[REQUEST 1] Print the section of the TREC CAsT data page that opens with the words containing "CAsT Year 4" and closes with "Year 3 (2021)", copied without any changes.

[TEXT]
--------------------------------

Additional Data from TREC CAsT
We provide the data from previous years' TREC CAsT below. The iKAT topics are similar, with the addition of the Personal Text Knowledge Base. For more information on TREC CAsT, see the website and read the overview papers [2019] [2020] [2021] [2022]
Note. TREC CAsT did not include a PTKB but you can be creative and modify the data according to your needs. Also, TREC CAsT used different collections (Wikipedia, KILT, MS MARCO, etc.) at different stages. iKAT is using a subset of the recently released ClueWeb22-B.
CAsT Year 4 (2022)
File | Description |
---|---|
2022_automatic_evaluation_topics_tree_v1.0.json | Contains each conversation tree (topic) with an automatic rewrite generated for each user utterance. |
2022_evaluation_topics_turn_ids.json | Contains each conversation tree (topic) with the resolved query for each user utterance. |
2022_evaluation_topics_tree_v1.0.json | Contains all ids that responses/ranked passages need to be returned for. |
2022_evaluation_topics_flattened_duplicated_v1.0.json | Contains all possible conversation paths across all the conversation trees. |
CAsT Year 3 (2021)
File | Description |
---|---|
2021_automatic_evaluation_topics_v1.0.json | 25 primary evaluation topics in JSON format. Variant: Automatic |
2021_manual_evaluation_topics_v1.0.json | 25 primary evaluation topics in JSON format. Variant: Manual |
2021qrels.txt | Qrels file for passage ranking task. |
CAsT Year 2 (2020)
File | Description |
---|---|
2020_automatic_evaluation_topics_v1.0.json | 25 primary evaluation topics in JSON format. Variant: Automatic |
2020_manual_evaluation_topics_v1.0.json | 25 primary evaluation topics in JSON format. Variant: Manual |
2020qrels.txt | Qrels file for passage ranking task. |
CAsT Year 1 (2019)
File | Description |
---|---|
train_topics_v1.0.json | 30 example training topics in JSON format. |
evaluation_topics_v1.0.json | 50 evaluation topics in JSON format. |
2019qrels.txt | Official evaluation qrels file for passage ranking task. |
train_qrels.txt | Limited (incomplete) training judegements for 5 topics (approximately 50 turns). The judgments are graded on a three point scale (2 very relevant, 1 relevant, and 0 not relevant). |

--------------------------------

[Records]
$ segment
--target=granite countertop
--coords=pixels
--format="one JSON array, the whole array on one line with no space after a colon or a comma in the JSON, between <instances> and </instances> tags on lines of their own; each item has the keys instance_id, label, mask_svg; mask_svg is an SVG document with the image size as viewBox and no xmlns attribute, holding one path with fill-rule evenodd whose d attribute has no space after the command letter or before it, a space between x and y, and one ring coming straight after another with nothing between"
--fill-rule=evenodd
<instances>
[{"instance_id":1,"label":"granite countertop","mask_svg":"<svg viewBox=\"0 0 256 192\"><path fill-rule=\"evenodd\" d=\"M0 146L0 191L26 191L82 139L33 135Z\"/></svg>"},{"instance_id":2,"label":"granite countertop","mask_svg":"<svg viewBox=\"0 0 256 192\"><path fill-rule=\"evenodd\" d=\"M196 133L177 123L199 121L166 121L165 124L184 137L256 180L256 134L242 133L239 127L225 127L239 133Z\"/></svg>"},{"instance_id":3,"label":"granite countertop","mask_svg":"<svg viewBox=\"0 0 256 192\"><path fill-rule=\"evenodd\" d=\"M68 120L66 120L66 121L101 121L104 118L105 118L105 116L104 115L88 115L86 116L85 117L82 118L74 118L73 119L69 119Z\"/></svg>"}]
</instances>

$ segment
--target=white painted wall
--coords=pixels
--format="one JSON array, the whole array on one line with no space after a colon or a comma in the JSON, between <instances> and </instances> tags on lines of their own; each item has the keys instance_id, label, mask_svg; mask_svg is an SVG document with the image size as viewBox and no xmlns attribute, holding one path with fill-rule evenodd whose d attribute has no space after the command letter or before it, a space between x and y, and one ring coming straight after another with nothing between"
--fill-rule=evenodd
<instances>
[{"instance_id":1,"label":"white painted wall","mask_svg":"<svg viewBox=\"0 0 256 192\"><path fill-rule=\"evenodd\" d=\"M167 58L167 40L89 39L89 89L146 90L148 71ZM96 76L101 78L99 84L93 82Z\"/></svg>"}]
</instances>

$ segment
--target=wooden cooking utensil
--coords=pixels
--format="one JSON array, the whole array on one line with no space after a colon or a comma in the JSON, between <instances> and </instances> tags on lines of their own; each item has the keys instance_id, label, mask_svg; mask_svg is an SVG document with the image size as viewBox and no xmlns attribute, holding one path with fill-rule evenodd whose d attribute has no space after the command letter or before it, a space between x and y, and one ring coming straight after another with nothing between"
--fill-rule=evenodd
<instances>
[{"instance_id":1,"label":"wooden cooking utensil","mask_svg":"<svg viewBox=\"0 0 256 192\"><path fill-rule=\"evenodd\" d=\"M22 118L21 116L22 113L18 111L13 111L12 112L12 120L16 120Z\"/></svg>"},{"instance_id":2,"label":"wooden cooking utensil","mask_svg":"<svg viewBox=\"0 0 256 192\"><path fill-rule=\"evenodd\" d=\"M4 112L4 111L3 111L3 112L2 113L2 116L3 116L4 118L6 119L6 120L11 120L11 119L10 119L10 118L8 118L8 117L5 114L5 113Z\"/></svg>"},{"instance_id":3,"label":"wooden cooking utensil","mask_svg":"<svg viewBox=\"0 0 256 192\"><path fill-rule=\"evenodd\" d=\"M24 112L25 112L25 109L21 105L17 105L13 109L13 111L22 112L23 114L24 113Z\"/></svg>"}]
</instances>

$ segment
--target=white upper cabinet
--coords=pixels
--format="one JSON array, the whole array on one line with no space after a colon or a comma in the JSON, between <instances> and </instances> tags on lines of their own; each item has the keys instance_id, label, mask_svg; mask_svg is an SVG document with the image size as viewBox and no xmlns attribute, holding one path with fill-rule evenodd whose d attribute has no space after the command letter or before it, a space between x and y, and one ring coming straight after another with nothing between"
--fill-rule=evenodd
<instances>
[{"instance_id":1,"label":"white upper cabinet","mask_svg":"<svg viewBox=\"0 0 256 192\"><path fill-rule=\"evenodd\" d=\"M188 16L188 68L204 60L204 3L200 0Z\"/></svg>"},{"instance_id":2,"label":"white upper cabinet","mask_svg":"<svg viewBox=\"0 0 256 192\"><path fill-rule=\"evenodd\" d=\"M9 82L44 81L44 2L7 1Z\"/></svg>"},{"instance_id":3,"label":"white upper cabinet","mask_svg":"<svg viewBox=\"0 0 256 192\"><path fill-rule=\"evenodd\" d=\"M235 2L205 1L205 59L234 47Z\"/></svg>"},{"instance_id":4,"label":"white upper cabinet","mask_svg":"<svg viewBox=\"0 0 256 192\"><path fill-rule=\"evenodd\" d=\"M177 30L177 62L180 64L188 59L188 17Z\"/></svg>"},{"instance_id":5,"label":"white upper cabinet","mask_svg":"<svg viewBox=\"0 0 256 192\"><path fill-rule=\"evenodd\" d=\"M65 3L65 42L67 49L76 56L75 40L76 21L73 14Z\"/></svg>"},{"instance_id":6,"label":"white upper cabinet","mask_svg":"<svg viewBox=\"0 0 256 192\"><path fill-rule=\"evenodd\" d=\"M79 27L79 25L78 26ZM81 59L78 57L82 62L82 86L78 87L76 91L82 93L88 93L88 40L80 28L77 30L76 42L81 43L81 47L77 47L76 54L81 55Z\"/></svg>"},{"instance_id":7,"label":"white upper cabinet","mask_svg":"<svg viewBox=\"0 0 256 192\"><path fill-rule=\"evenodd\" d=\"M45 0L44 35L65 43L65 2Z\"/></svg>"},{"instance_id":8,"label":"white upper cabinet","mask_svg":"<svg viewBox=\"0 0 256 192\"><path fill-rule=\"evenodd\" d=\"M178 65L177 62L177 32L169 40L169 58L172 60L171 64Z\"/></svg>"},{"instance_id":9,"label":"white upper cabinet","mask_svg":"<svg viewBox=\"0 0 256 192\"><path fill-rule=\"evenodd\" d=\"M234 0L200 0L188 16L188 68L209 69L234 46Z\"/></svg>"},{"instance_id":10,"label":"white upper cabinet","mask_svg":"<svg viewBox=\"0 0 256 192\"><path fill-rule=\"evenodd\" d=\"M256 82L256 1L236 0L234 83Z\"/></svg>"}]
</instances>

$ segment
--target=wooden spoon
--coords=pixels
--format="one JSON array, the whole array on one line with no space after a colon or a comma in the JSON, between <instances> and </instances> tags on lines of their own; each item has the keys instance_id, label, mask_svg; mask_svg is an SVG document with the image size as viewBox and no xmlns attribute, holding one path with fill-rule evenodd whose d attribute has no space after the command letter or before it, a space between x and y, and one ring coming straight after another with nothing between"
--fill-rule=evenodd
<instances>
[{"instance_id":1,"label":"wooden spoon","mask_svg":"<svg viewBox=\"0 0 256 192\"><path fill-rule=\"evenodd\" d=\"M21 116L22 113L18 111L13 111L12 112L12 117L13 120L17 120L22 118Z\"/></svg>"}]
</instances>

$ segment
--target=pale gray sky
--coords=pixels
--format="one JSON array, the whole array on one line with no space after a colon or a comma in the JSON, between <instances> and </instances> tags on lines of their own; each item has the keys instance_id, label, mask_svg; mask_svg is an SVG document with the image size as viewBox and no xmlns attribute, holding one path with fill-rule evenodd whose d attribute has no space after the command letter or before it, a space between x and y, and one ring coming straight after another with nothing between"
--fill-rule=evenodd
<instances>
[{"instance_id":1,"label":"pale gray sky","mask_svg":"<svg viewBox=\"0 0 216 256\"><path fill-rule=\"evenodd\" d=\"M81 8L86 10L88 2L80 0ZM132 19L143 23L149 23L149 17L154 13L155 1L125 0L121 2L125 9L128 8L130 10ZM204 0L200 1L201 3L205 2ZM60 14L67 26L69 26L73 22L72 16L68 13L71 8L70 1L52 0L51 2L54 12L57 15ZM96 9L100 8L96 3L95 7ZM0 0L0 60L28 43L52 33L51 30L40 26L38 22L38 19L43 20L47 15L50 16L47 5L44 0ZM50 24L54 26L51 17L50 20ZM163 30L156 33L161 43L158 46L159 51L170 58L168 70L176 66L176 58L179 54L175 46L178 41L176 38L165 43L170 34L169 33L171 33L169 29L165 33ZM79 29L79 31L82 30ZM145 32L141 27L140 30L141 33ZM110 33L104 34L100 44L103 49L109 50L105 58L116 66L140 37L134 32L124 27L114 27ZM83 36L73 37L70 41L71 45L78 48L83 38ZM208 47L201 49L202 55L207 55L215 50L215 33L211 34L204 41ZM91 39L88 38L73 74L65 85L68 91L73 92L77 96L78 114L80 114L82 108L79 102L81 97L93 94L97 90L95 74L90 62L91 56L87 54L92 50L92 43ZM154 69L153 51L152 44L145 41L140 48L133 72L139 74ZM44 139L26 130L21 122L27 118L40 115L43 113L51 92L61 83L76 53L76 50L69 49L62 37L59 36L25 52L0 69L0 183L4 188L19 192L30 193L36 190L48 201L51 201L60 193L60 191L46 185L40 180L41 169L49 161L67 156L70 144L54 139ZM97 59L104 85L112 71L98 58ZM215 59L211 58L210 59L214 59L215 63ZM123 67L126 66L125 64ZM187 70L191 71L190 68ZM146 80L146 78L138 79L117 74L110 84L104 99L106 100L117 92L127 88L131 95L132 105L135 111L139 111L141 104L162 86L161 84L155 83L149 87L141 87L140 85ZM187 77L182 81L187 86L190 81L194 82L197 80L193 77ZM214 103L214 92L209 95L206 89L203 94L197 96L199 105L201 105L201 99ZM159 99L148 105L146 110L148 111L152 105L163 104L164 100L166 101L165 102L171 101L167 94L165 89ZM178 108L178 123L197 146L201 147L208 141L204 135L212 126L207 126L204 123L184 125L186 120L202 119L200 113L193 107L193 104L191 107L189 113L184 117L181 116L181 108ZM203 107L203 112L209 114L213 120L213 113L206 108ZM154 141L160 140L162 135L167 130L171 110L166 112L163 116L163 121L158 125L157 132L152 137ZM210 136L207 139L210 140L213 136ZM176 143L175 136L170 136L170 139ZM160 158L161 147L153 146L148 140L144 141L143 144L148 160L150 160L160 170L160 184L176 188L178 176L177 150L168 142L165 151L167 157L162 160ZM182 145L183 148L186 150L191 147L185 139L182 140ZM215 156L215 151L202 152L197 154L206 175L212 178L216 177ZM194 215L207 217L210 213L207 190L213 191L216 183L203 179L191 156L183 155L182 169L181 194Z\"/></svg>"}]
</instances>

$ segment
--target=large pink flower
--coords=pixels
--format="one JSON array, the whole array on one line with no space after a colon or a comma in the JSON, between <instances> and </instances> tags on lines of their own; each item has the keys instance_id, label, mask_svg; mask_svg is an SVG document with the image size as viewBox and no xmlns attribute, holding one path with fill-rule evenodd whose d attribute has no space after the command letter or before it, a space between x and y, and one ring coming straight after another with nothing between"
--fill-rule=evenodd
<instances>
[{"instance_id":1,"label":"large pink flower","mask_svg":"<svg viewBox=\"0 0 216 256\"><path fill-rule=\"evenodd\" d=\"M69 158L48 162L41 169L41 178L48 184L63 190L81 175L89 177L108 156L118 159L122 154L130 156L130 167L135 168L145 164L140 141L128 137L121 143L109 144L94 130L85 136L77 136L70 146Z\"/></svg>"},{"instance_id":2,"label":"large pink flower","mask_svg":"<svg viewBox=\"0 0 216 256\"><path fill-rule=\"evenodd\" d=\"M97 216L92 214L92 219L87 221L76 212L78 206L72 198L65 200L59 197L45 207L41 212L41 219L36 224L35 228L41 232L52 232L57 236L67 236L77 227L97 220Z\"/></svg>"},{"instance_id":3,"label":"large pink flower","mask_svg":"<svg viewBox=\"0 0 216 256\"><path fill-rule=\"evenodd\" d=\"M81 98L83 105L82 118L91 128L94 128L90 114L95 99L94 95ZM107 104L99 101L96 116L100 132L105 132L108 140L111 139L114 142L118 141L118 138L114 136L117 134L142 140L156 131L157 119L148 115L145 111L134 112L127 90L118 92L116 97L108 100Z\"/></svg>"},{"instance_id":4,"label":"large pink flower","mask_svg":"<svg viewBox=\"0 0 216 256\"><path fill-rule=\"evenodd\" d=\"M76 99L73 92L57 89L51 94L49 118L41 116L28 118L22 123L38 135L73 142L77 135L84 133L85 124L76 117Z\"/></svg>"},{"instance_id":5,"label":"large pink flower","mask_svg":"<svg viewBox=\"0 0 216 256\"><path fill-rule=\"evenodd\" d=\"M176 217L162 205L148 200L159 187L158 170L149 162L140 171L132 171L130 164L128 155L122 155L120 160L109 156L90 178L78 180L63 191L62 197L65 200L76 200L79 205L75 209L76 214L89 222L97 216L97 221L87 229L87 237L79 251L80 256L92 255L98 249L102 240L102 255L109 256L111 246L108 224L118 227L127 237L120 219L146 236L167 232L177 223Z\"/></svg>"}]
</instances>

--------------------------------

[REQUEST 2] Report each line of the records that contains the string "wooden", matching case exactly.

[TASK SOLUTION 1]
CAsT Year 4 (2022)
File | Description |
---|---|
2022_automatic_evaluation_topics_tree_v1.0.json | Contains each conversation tree (topic) with an automatic rewrite generated for each user utterance. |
2022_evaluation_topics_turn_ids.json | Contains each conversation tree (topic) with the resolved query for each user utterance. |
2022_evaluation_topics_tree_v1.0.json | Contains all ids that responses/ranked passages need to be returned for. |
2022_evaluation_topics_flattened_duplicated_v1.0.json | Contains all possible conversation paths across all the conversation trees. |
CAsT Year 3 (2021)

[TASK SOLUTION 2]
--target=wooden cooking utensil
[{"instance_id":1,"label":"wooden cooking utensil","mask_svg":"<svg viewBox=\"0 0 256 192\"><path fill-rule=\"evenodd\" d=\"M22 118L21 116L22 113L18 111L13 111L12 112L12 120L16 120Z\"/></svg>"},{"instance_id":2,"label":"wooden cooking utensil","mask_svg":"<svg viewBox=\"0 0 256 192\"><path fill-rule=\"evenodd\" d=\"M4 112L4 111L3 111L3 112L2 113L2 116L3 116L4 118L6 119L6 120L11 120L11 119L10 119L10 118L8 118L8 117L5 114L5 113Z\"/></svg>"},{"instance_id":3,"label":"wooden cooking utensil","mask_svg":"<svg viewBox=\"0 0 256 192\"><path fill-rule=\"evenodd\" d=\"M24 112L25 112L25 109L21 105L17 105L13 109L13 111L22 112L23 114L24 113Z\"/></svg>"}]
--target=wooden spoon
[{"instance_id":1,"label":"wooden spoon","mask_svg":"<svg viewBox=\"0 0 256 192\"><path fill-rule=\"evenodd\" d=\"M21 116L22 113L18 111L13 111L12 112L12 117L13 120L17 120L22 118Z\"/></svg>"}]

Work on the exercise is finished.